Identity Management technology can be tricky. But in most instances, it's not the technology that trips up an implementation. It's the policy development (or lack thereof) that causes the heartache.

Deprovisioning Policy is typically more complex than a simple policy that states that when HR says a person is terminated, the identity system terminates the user's access to all systems. Here are a few things to consider when developing your Deprovisioning Policy.

1. Deprovisioning Policy (Technical View)

The technical view of a deprovisioning policy is concerned with what the identity system should do once we know that the user should be deprovisioned for each target system.

  • Should the user's account be hard deleted or just disabled?
  • If disabled, how is that done? (Move the AD account to a disabled users OU, place the row into an archive table, etc.)
  • How long should disabled users be kept in the system?
  • What should happen to the person's shares, mailbox, etc.?

2. Deprovisioning Policy (Business Process View)

The business process view of a deprovisioning policy addresses the states that should trigger a deprovisioning action. Here are a few questions to ask your policy team:

  • How do we calculate the actual last day a person should have access? Is there an effective date that can be used? Is HR using that field properly?
  • How should 'leaves of absence' be handled?
  • What should happen if a person wants to use his/her vacation days directly before retirement? What if the person may still provide off-site help during this time period and therefore needs access?
  • How should sabbaticals be handled?
----
● **Challenges**
A. Answer these questions about the deprovisioning policy passage:
(i) According to the passage, what usually causes the heartache in an identity management implementation?
(ii) What two examples does the passage give of how a user's account might be disabled?
(iii) What does the business process view of a deprovisioning policy address?
B. Please reproduce the records starting at the line that contains "For QA purposes, confirm whether any flat" and stopping after the line that contains "[103,0,225,121]". Keep the requests, shift every bounding-box coordinate in the answers by -70, and leave out the pictures.

● **Records for this task**
----
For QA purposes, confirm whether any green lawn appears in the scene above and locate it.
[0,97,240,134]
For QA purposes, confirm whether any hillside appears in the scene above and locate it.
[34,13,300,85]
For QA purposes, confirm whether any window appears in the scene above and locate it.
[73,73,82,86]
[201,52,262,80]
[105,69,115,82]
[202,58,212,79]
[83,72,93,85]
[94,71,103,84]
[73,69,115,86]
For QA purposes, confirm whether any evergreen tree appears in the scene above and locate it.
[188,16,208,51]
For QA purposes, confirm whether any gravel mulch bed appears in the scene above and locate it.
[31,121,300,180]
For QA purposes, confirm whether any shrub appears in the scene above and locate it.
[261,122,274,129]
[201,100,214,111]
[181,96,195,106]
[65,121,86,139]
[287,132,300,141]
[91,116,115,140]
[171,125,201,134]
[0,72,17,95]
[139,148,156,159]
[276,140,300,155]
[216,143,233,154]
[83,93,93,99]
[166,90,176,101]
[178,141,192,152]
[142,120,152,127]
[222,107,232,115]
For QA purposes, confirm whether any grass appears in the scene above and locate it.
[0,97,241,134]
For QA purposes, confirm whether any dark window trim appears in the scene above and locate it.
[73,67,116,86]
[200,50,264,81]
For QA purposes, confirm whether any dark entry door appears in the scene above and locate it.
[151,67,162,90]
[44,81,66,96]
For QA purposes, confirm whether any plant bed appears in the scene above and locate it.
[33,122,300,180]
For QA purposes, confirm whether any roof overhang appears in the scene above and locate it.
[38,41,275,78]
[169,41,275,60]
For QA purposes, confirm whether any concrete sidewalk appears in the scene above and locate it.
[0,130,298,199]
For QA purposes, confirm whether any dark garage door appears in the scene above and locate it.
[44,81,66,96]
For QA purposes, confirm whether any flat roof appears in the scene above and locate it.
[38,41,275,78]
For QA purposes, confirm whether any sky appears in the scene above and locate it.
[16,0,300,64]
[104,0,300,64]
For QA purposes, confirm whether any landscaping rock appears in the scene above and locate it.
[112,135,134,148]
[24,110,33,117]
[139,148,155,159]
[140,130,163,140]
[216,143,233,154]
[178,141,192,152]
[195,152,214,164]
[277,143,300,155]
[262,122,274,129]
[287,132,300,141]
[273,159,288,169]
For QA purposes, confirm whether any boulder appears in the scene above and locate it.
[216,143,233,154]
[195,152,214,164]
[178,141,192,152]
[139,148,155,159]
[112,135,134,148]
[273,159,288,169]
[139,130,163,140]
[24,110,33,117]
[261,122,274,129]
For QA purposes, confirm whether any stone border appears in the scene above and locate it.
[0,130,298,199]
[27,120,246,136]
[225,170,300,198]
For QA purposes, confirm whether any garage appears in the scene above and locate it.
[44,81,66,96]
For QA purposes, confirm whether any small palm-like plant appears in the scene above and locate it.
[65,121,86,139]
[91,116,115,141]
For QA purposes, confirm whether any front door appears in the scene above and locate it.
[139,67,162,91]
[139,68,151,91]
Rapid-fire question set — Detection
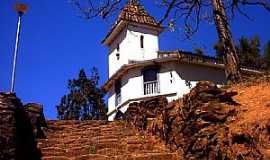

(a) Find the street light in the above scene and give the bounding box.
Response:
[10,3,28,93]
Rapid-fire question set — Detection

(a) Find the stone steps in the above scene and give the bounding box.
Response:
[38,121,176,160]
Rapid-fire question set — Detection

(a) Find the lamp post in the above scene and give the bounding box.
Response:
[10,3,28,93]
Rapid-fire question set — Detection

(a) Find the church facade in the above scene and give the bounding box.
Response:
[103,0,225,121]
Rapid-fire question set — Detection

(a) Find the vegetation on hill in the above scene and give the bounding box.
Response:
[124,76,270,160]
[71,0,270,83]
[56,67,106,120]
[213,36,270,70]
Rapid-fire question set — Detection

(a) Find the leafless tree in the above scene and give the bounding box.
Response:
[71,0,270,83]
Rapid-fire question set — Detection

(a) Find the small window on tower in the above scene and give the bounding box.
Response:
[116,44,120,60]
[140,35,144,48]
[116,44,120,52]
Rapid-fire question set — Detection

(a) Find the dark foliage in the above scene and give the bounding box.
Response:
[56,67,106,120]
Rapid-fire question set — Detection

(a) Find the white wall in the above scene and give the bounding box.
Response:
[108,63,225,119]
[109,25,159,77]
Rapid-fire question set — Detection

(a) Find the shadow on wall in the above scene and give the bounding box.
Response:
[15,106,41,160]
[0,92,43,160]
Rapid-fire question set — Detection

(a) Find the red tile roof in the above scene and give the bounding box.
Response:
[102,0,163,44]
[117,0,161,27]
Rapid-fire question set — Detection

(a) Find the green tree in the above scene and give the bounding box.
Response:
[261,41,270,70]
[56,67,107,120]
[236,36,260,68]
[71,0,270,83]
[194,48,204,56]
[213,42,224,59]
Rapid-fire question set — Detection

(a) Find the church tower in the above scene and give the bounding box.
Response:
[102,0,163,77]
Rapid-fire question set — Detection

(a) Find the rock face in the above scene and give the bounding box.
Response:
[0,93,44,160]
[0,93,22,160]
[38,121,179,160]
[125,82,269,160]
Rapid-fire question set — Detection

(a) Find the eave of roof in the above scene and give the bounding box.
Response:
[103,57,224,91]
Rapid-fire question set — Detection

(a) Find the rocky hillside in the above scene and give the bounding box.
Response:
[0,77,270,160]
[124,80,270,160]
[38,121,179,160]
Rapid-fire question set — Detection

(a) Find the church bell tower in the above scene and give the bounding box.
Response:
[102,0,163,77]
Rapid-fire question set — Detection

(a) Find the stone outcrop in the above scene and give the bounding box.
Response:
[124,82,269,160]
[0,93,44,160]
[38,121,179,160]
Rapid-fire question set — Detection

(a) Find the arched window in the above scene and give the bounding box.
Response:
[140,35,144,48]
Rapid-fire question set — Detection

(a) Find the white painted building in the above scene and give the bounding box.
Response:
[103,0,225,120]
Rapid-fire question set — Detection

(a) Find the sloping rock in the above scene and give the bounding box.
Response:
[125,82,263,160]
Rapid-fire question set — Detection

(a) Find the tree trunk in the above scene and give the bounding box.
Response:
[212,0,241,83]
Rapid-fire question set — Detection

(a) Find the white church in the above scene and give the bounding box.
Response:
[102,0,225,121]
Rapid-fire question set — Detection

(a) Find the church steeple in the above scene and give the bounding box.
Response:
[102,0,163,45]
[102,0,163,76]
[128,0,138,4]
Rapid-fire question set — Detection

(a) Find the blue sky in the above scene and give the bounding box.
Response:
[0,0,270,119]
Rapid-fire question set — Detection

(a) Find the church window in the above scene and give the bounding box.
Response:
[114,80,121,106]
[140,35,144,48]
[116,44,120,52]
[116,44,120,60]
[143,68,159,95]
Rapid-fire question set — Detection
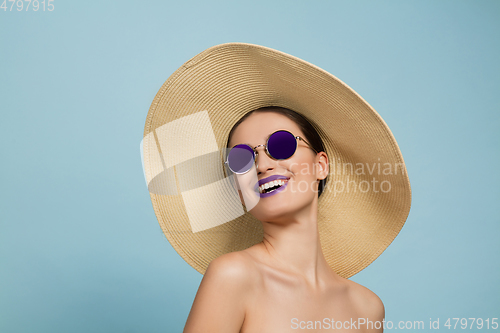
----
● **Full answers**
A.
(i) Policy development, or the lack of it.
(ii) Moving the AD account to a disabled users OU, and placing the row into an archive table.
(iii) The states that should trigger a deprovisioning action.

B.
For QA purposes, confirm whether any flat roof appears in the scene above and locate it.
[-32,-29,205,8]
For QA purposes, confirm whether any sky appears in the scene above and locate it.
[-54,-70,230,-6]
[34,-70,230,-6]
For QA purposes, confirm whether any landscaping rock appears in the scene above and locate it.
[42,65,64,78]
[-46,40,-37,47]
[69,78,85,89]
[70,60,93,70]
[146,73,163,84]
[108,71,122,82]
[125,82,144,94]
[207,73,230,85]
[192,52,204,59]
[217,62,230,71]
[203,89,218,99]
For QA purposes, confirm whether any boulder appears in the scene above and locate it.
[146,73,163,84]
[125,82,144,94]
[108,71,122,82]
[69,78,85,89]
[42,65,64,78]
[203,89,218,99]
[69,60,93,70]
[-46,40,-37,47]
[191,52,204,59]
For QA purposes, confirm whether any stone border appears in the scene above and locate it.
[-70,60,228,129]
[-43,50,176,66]
[155,100,230,128]
For QA purposes, confirm whether any garage appears in the scene above and locate it.
[-26,11,-4,26]
For QA purposes, confirm whether any small palm-like plant appears in the scene above and locate it.
[-5,51,16,69]
[21,46,45,71]
For QA purposes, confirm whether any front door appears in the scene above and locate it.
[69,-3,92,21]
[69,-2,81,21]
Rapid-fire question set — Detection

(a) Find the street light in the above scene and give the bounding box.
Response:
[-60,-67,-42,23]
Rapid-fire question set — Detection

(a) Find the stone steps in the above scene and give the bounding box.
Response:
[-32,51,106,90]
Rapid-fire question set — Detection

(a) Find the lamp post in the above scene and give the bounding box.
Response:
[-60,-67,-42,23]
Rapid-fire question set — Detection

(a) Find the church facade in the above scene and give the bounding box.
Response:
[33,-70,155,51]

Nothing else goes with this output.